**Exercise prompt**
Show every line below that contains the word "window", copying each one in full. Match case exactly.

★ ★ ★ ★

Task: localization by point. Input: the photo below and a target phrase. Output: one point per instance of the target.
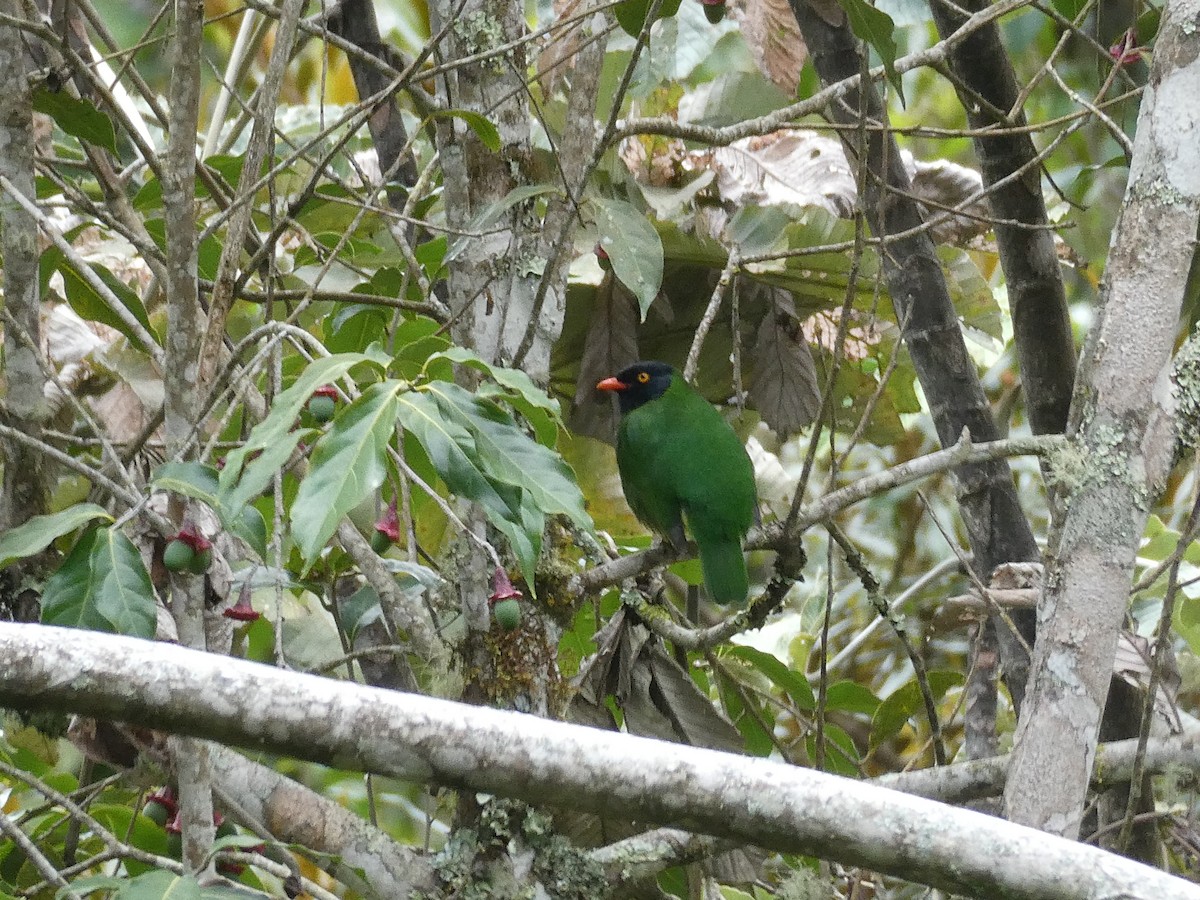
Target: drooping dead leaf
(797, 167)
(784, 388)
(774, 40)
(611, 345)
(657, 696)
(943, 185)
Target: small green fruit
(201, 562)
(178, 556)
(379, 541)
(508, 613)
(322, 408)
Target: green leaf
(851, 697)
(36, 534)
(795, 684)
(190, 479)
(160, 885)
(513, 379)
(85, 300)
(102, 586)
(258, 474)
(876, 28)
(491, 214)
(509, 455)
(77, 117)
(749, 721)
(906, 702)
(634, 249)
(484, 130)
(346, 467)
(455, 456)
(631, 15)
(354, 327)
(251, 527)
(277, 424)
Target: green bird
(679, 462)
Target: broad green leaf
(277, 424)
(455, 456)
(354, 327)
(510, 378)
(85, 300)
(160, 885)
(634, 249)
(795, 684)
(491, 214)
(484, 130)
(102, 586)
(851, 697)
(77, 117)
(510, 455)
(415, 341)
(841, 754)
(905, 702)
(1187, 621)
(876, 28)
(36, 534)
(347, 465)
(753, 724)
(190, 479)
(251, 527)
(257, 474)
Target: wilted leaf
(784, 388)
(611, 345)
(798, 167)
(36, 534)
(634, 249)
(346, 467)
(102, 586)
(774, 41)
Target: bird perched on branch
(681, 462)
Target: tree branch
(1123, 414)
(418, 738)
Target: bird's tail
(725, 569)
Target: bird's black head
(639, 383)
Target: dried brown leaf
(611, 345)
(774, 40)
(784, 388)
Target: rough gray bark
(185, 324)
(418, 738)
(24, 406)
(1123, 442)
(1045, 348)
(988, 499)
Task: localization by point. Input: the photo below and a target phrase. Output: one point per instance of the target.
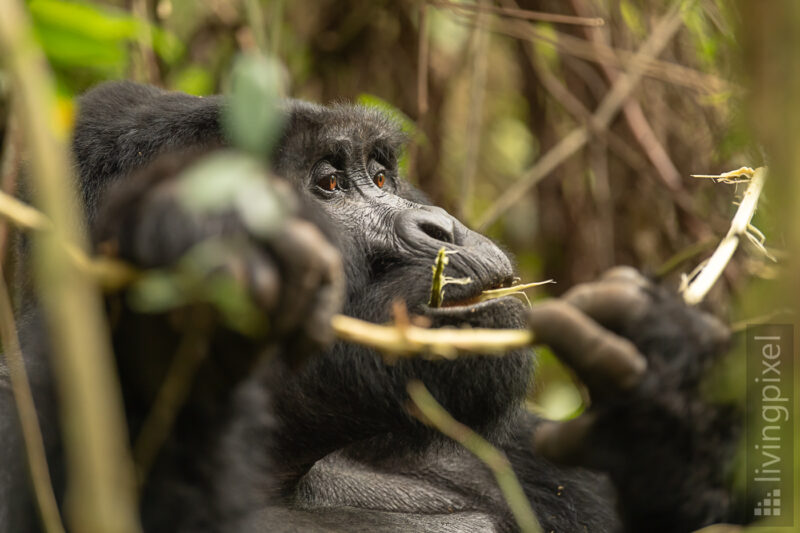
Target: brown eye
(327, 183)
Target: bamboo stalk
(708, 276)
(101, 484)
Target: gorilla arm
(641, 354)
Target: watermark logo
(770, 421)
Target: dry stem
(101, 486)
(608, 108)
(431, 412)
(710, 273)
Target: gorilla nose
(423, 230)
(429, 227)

★ ★ ★ ★

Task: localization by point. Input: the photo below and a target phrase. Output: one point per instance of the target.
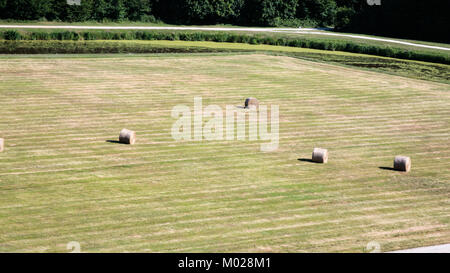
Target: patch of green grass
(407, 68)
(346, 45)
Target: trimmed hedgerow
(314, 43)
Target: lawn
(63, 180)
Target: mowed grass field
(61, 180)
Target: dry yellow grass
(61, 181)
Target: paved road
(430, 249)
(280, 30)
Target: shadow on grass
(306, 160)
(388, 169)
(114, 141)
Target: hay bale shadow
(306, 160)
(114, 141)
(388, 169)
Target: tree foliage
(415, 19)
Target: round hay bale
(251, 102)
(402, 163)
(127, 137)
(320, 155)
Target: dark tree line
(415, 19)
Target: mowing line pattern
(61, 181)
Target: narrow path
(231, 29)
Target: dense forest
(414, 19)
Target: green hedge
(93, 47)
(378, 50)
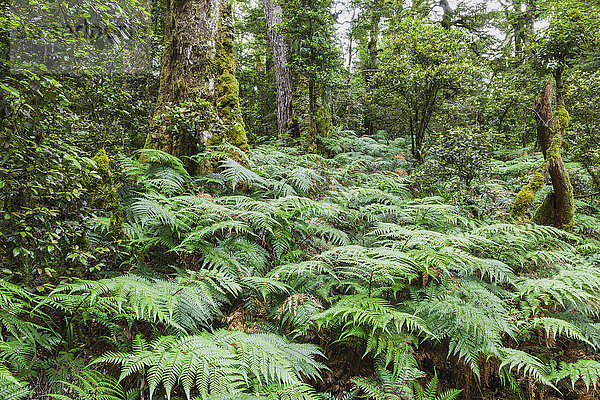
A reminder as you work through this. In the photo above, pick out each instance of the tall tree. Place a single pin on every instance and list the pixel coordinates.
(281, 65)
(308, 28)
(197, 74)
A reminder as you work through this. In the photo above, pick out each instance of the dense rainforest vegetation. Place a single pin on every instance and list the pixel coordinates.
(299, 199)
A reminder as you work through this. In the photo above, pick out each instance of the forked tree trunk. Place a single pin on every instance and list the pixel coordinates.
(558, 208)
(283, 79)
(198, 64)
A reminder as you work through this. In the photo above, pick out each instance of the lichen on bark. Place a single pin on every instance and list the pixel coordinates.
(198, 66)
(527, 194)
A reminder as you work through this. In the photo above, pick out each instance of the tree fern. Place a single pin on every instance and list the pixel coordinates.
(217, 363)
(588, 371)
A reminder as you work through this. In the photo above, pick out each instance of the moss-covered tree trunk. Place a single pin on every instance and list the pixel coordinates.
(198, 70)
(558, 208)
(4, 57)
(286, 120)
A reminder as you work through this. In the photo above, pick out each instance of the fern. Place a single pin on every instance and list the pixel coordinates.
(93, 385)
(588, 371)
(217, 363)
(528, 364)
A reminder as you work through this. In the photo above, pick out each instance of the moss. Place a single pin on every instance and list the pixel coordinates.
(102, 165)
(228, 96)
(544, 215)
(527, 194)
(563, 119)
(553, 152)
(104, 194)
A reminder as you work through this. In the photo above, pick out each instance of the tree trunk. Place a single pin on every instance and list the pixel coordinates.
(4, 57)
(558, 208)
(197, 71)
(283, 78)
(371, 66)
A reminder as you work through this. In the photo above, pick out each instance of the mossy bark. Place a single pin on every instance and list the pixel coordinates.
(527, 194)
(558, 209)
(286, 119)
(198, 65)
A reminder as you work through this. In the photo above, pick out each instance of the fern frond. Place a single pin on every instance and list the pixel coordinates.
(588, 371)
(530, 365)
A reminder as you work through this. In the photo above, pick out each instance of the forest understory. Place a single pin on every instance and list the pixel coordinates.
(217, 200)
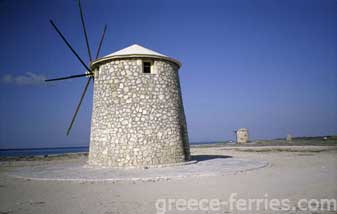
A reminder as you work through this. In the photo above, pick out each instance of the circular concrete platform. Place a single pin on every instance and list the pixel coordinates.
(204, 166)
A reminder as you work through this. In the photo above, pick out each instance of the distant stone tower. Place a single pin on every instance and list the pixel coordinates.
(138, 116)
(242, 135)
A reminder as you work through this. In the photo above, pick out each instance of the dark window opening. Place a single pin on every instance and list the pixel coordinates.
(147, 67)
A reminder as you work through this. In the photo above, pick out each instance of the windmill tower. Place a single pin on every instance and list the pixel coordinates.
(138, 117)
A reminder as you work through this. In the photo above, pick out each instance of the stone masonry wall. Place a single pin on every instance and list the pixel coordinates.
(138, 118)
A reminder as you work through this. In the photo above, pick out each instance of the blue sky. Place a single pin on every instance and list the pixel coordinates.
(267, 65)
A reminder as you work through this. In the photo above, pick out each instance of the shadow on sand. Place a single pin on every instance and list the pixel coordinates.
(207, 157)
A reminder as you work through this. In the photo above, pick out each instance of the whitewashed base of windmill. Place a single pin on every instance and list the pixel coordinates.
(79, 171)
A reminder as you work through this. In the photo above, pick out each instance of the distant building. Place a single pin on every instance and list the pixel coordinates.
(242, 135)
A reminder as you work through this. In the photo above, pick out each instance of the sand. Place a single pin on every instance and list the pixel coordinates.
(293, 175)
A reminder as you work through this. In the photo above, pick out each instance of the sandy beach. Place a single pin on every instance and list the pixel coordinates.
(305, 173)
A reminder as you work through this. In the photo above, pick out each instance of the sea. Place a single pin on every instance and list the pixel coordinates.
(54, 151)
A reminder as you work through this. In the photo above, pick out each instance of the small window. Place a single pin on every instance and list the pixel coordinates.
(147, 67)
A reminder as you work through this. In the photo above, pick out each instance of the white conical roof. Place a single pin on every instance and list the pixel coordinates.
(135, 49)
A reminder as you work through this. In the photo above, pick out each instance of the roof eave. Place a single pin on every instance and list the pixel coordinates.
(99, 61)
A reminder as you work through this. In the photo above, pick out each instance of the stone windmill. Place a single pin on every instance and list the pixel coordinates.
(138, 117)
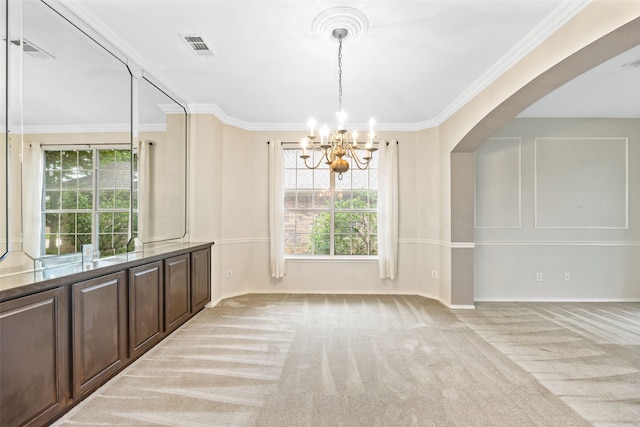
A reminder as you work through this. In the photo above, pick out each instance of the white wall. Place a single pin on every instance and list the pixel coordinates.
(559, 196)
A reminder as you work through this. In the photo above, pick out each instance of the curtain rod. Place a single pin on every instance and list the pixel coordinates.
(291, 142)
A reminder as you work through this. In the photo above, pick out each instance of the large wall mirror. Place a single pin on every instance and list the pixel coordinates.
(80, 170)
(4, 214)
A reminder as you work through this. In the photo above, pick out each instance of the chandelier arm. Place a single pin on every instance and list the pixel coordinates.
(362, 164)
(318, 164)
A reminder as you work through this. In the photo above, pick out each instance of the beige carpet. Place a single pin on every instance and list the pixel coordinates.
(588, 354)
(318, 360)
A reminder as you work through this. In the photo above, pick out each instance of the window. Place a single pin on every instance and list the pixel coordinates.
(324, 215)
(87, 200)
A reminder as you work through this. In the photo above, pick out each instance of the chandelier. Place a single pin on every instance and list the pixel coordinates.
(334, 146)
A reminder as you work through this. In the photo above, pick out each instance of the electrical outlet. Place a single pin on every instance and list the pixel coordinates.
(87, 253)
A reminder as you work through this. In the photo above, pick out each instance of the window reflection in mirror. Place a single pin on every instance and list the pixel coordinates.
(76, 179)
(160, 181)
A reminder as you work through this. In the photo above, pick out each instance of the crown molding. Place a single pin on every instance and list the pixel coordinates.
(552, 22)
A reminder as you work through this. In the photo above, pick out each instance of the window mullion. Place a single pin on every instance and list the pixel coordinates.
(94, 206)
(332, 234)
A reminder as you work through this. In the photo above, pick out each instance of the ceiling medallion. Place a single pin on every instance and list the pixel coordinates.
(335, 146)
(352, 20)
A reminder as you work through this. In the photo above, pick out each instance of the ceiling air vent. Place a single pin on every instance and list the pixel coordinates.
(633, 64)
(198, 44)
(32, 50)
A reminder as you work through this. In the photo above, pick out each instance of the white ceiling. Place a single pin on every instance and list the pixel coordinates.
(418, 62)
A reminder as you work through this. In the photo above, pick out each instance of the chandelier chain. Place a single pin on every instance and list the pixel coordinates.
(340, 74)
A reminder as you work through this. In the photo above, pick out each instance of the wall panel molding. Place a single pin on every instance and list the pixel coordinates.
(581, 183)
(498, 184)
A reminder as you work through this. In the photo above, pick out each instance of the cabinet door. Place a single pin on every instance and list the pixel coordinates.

★ ★ ★ ★

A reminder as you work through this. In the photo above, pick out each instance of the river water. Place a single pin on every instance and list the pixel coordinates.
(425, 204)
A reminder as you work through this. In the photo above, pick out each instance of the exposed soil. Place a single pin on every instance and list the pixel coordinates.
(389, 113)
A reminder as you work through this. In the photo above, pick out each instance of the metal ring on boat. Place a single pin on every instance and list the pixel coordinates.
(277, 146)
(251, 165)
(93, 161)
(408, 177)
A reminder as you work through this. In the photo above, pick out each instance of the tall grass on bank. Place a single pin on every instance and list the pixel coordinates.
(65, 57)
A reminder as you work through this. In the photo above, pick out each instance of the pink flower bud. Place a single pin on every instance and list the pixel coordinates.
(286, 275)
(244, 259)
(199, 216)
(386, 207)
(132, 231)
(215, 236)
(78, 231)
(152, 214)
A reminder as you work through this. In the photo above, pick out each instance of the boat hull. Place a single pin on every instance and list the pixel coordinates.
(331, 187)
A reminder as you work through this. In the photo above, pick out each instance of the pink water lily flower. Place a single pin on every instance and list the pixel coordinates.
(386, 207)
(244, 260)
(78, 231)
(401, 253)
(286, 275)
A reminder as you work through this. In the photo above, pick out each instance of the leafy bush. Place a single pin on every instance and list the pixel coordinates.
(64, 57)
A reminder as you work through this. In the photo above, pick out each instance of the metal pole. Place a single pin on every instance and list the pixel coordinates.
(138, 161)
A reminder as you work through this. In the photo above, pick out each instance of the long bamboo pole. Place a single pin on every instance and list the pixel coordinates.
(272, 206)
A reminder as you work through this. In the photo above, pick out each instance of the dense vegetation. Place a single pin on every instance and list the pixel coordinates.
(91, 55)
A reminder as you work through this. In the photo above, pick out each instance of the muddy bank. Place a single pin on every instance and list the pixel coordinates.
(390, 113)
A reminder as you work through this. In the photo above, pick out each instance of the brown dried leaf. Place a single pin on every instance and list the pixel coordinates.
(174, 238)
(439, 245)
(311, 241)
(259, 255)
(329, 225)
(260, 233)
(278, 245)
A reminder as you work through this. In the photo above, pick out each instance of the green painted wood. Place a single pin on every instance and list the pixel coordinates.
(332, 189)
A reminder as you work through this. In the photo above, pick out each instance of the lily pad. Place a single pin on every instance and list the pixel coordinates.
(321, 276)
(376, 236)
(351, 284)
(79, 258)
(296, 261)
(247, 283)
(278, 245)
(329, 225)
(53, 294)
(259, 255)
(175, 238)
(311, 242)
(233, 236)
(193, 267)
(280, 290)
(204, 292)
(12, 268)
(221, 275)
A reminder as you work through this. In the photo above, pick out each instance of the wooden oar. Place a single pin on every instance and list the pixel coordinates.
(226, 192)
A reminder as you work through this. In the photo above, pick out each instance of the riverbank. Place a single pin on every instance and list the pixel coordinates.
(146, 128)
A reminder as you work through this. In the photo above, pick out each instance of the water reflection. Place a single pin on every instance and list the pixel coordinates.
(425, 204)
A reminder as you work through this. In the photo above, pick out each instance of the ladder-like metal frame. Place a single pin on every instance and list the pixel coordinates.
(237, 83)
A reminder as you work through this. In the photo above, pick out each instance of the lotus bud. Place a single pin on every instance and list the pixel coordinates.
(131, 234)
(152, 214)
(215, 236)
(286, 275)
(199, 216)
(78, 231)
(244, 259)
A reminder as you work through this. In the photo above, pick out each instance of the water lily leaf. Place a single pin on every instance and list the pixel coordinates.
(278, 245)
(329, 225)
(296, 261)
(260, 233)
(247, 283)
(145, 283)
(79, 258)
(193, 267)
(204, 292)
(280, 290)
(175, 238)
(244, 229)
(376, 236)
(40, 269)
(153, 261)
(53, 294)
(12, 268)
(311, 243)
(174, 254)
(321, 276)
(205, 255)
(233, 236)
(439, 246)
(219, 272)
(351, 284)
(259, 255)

★ ★ ★ ★

**Written response**
A reminder as you work through this. In the photo above, pick out each instance of the dark window opening. Place a single pin on every instance and list the pixel coordinates.
A reminder as you work through this. In the photo above, pick out each instance of the small window. Place a single pin on every instance and list the pixel coordinates.
A reminder as you work through this. In the photo above, pick out each instance of the window. Place a single pin on every instance and list the pixel coordinates.
A reminder as you work through this. In the photo above, pick out each instance of the window reflection in mirror. Place a single pin on every instance and list the pixel coordinates.
A reminder as you work through this. In the photo above, pick out each instance of the window mullion. Place a single pin on every instance and list the pixel coordinates.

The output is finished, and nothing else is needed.